EXERCICE
Prolongez le texte sur l'intervention étrangère dans la guerre d'Espagne en reprenant juste après sa dernière phrase.

EXTRAIT À LIRE
○ ○ ○
Pendant quelques brèves semaines, le conflit espagnol est à l'image du combat qui se déroule autour de l'Alcazar. Aucun des deux adversaires ne semble capable de l'emporter.

La rupture de l' équilibre

Mais cet équilibre va très vite se rompre, par suite de l'intervention étrangère. Le Portugal est, depuis longtemps, un des centres de la conspiration : c'est, dès les premiers jours, une des bases de l'insurrection. L'hôtel Aviz, à Lisbonne, sert de relais pour les communications téléphoniques entre Burgos et Séville. Les rebelles circulent librement entre l'Espagne et le Portugal et leurs premiers avions allemands auront leur base en territoire portugais, à Cala, à 2 km de la frontière. En revanche, le gouvernement de Salazar livre aux rebelles tous les réfugiés « de gauche ». L'Italie, de son côté, envoie dès la fin du mois les premiers avions promis aux rebelles. Début août, l'Allemagne livre aussi du matériel de guerre, débarqué à Lisbonne. Les flottes allemande et italienne s'efforcent de protéger les passages de troupes maures du Maroc en Espagne, s'interposent entre la flotte républicaine et les transports nationalistes. Junkers et Caproni assurent le premier « pont aérien » [8] qui permet à Queipo d'obtenir ta victoire.
○ ○ ○
DONNÉES RÉPERTORIÉES
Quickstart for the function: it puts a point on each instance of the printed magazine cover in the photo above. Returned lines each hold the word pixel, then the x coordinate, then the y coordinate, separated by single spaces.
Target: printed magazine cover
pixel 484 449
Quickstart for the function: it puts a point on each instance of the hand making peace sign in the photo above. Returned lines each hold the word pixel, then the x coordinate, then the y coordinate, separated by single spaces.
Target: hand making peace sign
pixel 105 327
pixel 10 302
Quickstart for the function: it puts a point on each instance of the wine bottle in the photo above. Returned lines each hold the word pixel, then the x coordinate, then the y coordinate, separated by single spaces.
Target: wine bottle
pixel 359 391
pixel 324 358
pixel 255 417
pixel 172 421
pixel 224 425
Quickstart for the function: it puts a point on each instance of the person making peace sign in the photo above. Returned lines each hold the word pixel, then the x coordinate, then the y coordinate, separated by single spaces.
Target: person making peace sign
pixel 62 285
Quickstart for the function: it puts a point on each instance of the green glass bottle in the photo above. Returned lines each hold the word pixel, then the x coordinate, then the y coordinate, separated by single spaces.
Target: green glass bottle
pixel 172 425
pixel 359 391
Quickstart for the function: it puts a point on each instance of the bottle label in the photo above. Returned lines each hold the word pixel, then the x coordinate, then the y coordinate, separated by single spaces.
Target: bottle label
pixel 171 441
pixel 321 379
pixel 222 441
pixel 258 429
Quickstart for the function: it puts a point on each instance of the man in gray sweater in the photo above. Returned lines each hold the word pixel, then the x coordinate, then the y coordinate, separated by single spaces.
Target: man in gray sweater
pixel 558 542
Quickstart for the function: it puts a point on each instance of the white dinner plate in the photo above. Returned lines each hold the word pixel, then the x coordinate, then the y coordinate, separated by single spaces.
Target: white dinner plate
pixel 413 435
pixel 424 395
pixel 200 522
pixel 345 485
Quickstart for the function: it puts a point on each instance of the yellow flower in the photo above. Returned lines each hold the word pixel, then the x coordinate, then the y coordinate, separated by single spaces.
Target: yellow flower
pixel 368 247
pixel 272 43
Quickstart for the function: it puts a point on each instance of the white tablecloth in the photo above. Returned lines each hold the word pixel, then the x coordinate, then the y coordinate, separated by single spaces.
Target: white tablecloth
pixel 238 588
○ ○ ○
RÉPONSE CI-DESSOUS
Le camp républicain ne reçoit aucune aide comparable. Les premières livraisons d'avions décidées par le ministre de l'Air français provoquent une levée de boucliers : le gouvernement français de Front populaire cède à la pression anglaise et à la campagne de presse déclenchée contre lui. Il interdit le 27 juillet les livraisons d'armes à l'Espagne puis lance l'idée de la « non-intervention », à laquelle adhéreront l'Angleterre et l'U.R.S.S.[9]. Désormais, seuls les rebelles seront ravitaillés de façon continue et appréciable en armes et munitions, car l'Allemagne et l'Italie, tout en adhérant également au Comité de non-intervention, ne cesseront pas leurs livraisons [10].

La République espagnole est désormais isolée, les généraux rebelles bénéficiant d'une véritable conjonction internationale de fait. Sous la pression des menaces de Franco et des réclamations de Rome et de Berlin pour le respect du « statut de Tanger », les gouvernements de Londres et de Paris obtiennent de Giral l'évacuation de la rade de Tanger par la flotte républicaine dans les premiers jours d'août [11]. Le 4, les premiers contingents marocains massifs débarquent à Tarifa. Les communications ne seront désormais plus entravées entre le Maroc et l'Espagne : les nationalistes ne manqueront plus ni de soldats ni de matériel.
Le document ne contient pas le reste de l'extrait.